Leave out every picture, and return exactly the lines from the line containing "Place a dot on every instance of the mattress, one" through the end of the records below, both inclusive.

--- begin ---

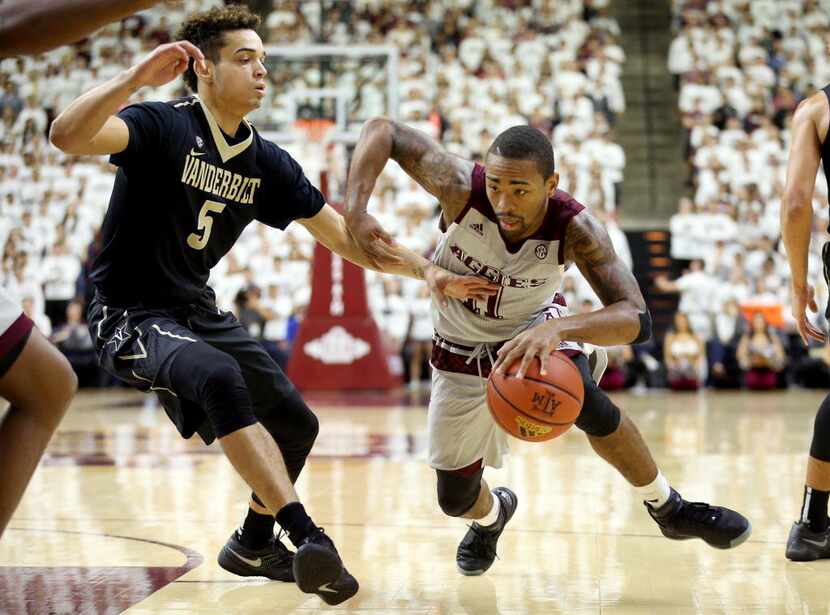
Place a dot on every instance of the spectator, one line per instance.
(761, 355)
(684, 356)
(73, 340)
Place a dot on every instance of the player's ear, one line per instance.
(551, 183)
(204, 70)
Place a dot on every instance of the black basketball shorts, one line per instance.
(137, 345)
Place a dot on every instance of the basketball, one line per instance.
(537, 408)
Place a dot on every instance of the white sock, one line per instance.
(493, 516)
(657, 492)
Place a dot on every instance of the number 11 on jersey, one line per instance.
(493, 304)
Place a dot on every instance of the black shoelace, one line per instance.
(482, 543)
(700, 512)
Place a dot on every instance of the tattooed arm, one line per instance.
(624, 319)
(443, 175)
(329, 228)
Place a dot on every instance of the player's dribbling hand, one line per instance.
(539, 341)
(444, 284)
(165, 63)
(375, 242)
(804, 297)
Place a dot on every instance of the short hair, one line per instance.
(206, 31)
(526, 143)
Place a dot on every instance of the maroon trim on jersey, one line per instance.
(478, 200)
(449, 361)
(478, 197)
(562, 207)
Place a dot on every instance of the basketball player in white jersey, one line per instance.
(809, 537)
(35, 378)
(507, 221)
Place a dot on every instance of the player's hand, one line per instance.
(539, 341)
(444, 285)
(165, 63)
(375, 242)
(804, 297)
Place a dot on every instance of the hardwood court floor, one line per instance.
(123, 516)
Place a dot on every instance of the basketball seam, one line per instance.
(567, 361)
(556, 386)
(525, 414)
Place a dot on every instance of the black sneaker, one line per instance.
(319, 570)
(477, 550)
(272, 561)
(717, 526)
(805, 545)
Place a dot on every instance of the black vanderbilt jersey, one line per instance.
(183, 193)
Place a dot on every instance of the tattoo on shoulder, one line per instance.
(443, 175)
(588, 245)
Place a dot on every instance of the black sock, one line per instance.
(814, 508)
(294, 520)
(257, 530)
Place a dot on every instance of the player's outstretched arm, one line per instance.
(443, 175)
(809, 124)
(624, 319)
(35, 26)
(329, 228)
(89, 125)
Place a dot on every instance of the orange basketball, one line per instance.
(537, 408)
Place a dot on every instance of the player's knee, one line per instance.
(457, 493)
(599, 416)
(61, 384)
(820, 446)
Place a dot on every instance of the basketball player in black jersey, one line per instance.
(810, 536)
(192, 174)
(516, 193)
(35, 378)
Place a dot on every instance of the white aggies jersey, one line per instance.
(529, 275)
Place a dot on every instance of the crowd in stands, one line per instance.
(741, 68)
(468, 69)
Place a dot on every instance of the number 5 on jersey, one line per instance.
(205, 223)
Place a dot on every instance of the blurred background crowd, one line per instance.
(467, 70)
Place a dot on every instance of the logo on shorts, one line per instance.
(119, 338)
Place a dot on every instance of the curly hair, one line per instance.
(206, 31)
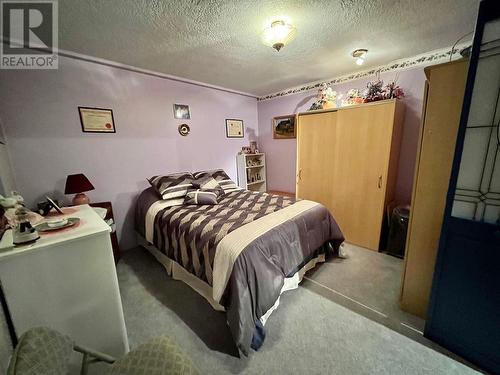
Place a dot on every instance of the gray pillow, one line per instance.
(173, 185)
(221, 177)
(41, 351)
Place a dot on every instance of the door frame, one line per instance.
(488, 11)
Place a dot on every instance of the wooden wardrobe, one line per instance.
(347, 160)
(445, 88)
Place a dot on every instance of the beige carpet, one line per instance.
(308, 334)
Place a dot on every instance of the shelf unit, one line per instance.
(251, 170)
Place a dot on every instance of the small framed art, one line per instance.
(181, 111)
(284, 127)
(97, 120)
(234, 128)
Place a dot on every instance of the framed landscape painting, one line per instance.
(284, 127)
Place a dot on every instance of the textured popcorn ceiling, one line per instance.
(218, 42)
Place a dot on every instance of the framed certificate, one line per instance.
(234, 128)
(97, 120)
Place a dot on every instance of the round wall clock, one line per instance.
(184, 129)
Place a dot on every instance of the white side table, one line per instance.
(67, 281)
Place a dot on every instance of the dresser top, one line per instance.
(90, 224)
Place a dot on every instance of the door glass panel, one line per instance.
(477, 196)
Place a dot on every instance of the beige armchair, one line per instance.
(43, 351)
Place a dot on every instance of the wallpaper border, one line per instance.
(425, 59)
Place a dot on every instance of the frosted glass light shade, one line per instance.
(278, 35)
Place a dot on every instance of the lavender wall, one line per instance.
(40, 116)
(281, 154)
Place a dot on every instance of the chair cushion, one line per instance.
(41, 351)
(221, 177)
(158, 356)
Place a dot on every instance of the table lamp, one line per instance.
(78, 184)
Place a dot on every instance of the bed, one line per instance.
(241, 253)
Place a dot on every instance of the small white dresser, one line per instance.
(251, 170)
(67, 281)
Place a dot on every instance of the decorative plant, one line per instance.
(353, 96)
(326, 96)
(374, 91)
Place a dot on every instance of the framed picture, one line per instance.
(97, 120)
(234, 128)
(284, 127)
(181, 111)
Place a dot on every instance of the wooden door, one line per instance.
(432, 175)
(464, 307)
(315, 137)
(362, 151)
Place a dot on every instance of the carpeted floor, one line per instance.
(311, 332)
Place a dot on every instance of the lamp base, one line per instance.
(80, 198)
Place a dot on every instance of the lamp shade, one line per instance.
(77, 183)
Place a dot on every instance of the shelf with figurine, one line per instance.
(327, 98)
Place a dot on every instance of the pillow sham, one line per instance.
(204, 196)
(221, 177)
(206, 182)
(173, 185)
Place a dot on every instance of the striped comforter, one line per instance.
(244, 247)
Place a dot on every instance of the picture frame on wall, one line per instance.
(181, 111)
(284, 127)
(234, 128)
(97, 120)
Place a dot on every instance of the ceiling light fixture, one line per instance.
(360, 56)
(279, 34)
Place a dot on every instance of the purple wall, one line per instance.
(281, 154)
(39, 112)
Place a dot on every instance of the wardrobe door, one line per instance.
(363, 146)
(315, 136)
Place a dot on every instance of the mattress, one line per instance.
(243, 248)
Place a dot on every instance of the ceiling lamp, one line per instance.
(360, 56)
(279, 34)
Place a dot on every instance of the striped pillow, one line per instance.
(206, 182)
(173, 185)
(221, 177)
(203, 196)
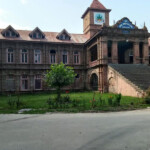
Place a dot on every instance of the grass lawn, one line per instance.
(79, 102)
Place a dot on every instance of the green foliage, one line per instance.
(60, 76)
(110, 101)
(117, 100)
(72, 102)
(14, 102)
(147, 98)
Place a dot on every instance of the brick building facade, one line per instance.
(26, 55)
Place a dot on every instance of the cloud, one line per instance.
(24, 2)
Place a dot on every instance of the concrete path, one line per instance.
(101, 131)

--- end ---

> **THE COMPLETED TASK**:
Place a dot on every instance of the mattress, one line per instance.
(243, 248)
Place a dot on every instance of the ceiling lamp, one line per instance.
(360, 56)
(279, 34)
Place a dot on every instance of the striped pillow, one line per instance.
(206, 182)
(173, 185)
(221, 177)
(203, 196)
Place a dot on every instance of the grass lawn, one line per instance.
(79, 102)
Place a dot on every instance of the green foliage, one line per instance.
(60, 76)
(110, 101)
(117, 100)
(72, 102)
(14, 102)
(147, 98)
Place a dot on every instance of the brick building facade, one line per instance.
(26, 55)
Place a dot on every instance of the cloud, one line per instance.
(24, 2)
Place a dot on every instance of the concrete path, one line per instance.
(101, 131)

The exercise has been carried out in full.